### Activity
Please say whether each statement below agrees with the COVID-19 news text, answering yes or no and quoting the deciding words of the text. 1. Biden asked Fauci to leave his position at the National Institute of Allergy and Infectious Diseases. 2. Zients's responsibilities will include overseeing a surge in testing. 3. Biden said he would ask citizens to wear a medical mask for 30 days.

### Text shown
*-*-*

New York City Mayor Bill de Blasio announced the city has hit the highest test positivity rate since May. The city already blew past the 5% positivity rate warning marker in October.
“It’s quite clear at this point that this second wave is right upon us,” de Blasio said Thursday.
President-elect Joe Biden has tapped Obama administration official Jeff Zients and former Obama Surgeon General Vivek Murthy to lead his coronavirus response team, Politico reported.
Zients will coordinate the administration’s response to the pandemic. His responsibilities will include overseeing a surge in testing. Murthy will return to his role as surgeon general, but he will also be a medical expert and public face of the response. He has been deeply involved in the formulation of Biden’s coronavirus plans.
Top government infectious disease expert Dr. Anthony Fauci had the first “substantive discussions” with the incoming Biden administration Thursday. Fauci said he and Biden’s “landing team” will set priorities for curtailing the outbreak, having already gotten a late start after President Trump delayed the transition team’s access to privileged information about the pandemic.
Biden said later Thursday that he asked Fauci to remain in his position at the National Institute of Allergy and Infectious Diseases and become his “chief medical adviser” and “part of the COVID team.”
“You have to make sure, as he points out, that you don’t have to close down the economy like a lot of folks are talking about, if, in fact, you have clear guidance,” Biden told CNN’s Jake Tapper. Biden revealed how he planned to issue an executive order that requires masks in all government buildings and said he’d make a plea to the public asking citizens to wear a medical mask for 100 days.
After criticizing the United Kingdom’s process for approving the COVID-19 vaccine, Fauci clarified to the BBC that there was “no judgment on the way the U.K. did it.”
“I have a great deal of confidence in what the U.K. does both scientifically and from a regulator standpoint,” Fauci said.
Earlier Thursday, Fauci said the British government “really rushed through that approval.”
“You know, I love the Brits. They’re great. They’re good scientists,” Fauci said in an interview with CBS News on Thursday. “But they just took the data from the Pfizer company. And instead of scrutinizing it really, really carefully, they said, ‘OK, let’s approve it. That’s it.’ And they went with it.”
With so many people skeptical of a COVID-19 vaccine, he suggested, it would have been unwise for the Food and Drug Administration to have moved at the speed of the U.K.
“I think that the credibility of our regulatory process would have been damaged,” he said.
The eight leading coronavirus vaccine contenders, including those from Pfizer and Moderna, were not developed with cell lines from aborted fetuses, researchers at the anti-abortion think tank the Charlotte Lozier Institute reported.
The group praised the companies Pfizer and Moderna for making vaccines without the controversial cell lines while still noting that both vaccines were tested with abortion-derived cell lines. The group also warned that using aborted fetal cell lines in any capacity would further erode public confidence in the vaccine and dissuade people from getting it.
Facebook will now remove false claims about COVID-19 vaccines.
On Thursday morning, the social media giant announced it will start to remove posts that contain inaccurate information regarding coronavirus vaccines “that have been debunked by public health experts on Facebook and Instagram,” according to a press release.
The new policy, which is another way it is applying its COVID-19 misinformation policy, will look for false claims about the “safety, efficacy, ingredients or side effects of the vaccine.”

*-*-*

### Data extract
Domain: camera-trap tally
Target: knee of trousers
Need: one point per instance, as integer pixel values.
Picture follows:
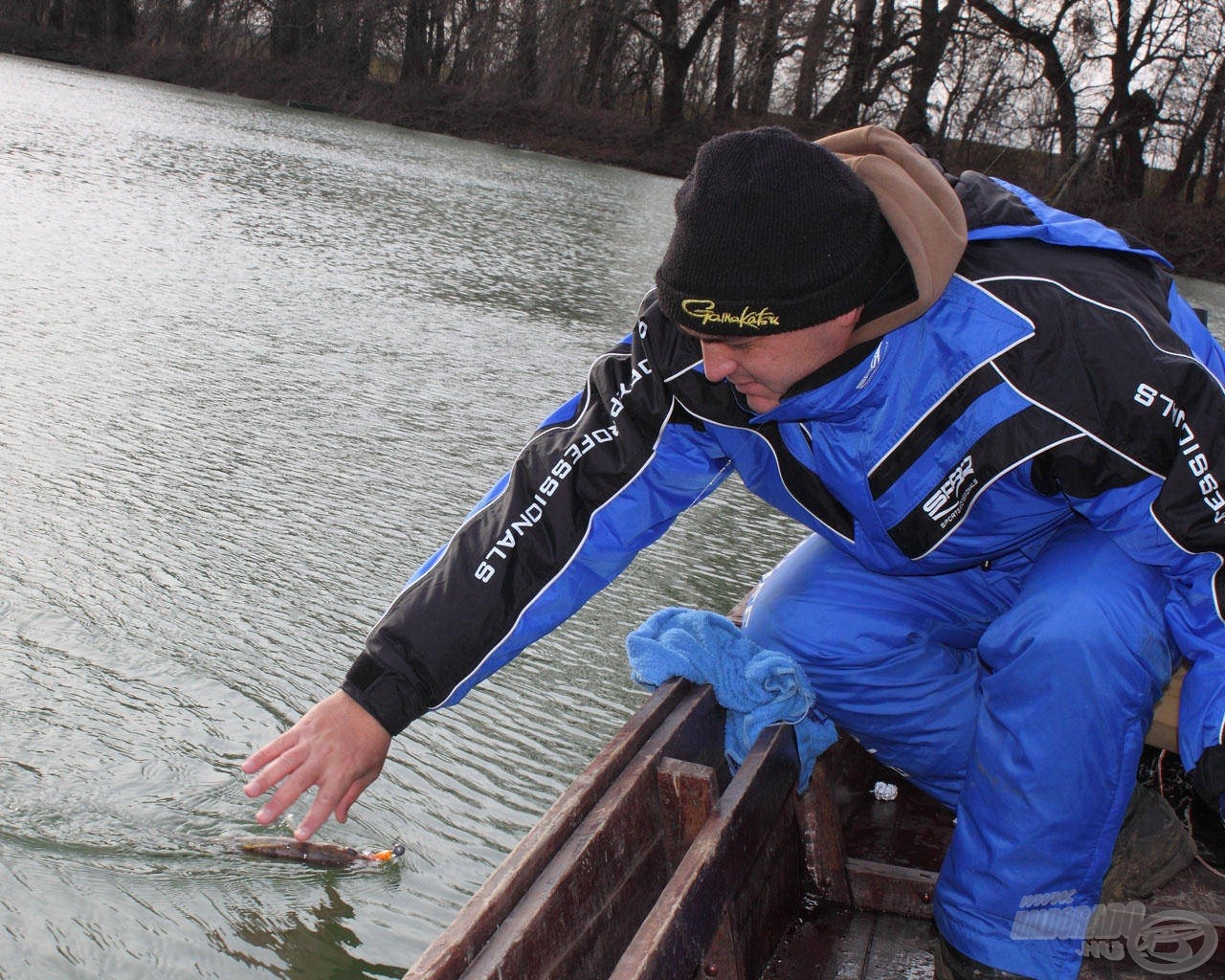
(1116, 647)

*-*-*

### Solution for this exercise
1. No: "he asked Fauci to remain in his position at the National Institute of Allergy and Infectious Diseases"
2. Yes: "His responsibilities will include overseeing a surge in testing."
3. No: "asking citizens to wear a medical mask for 100 days"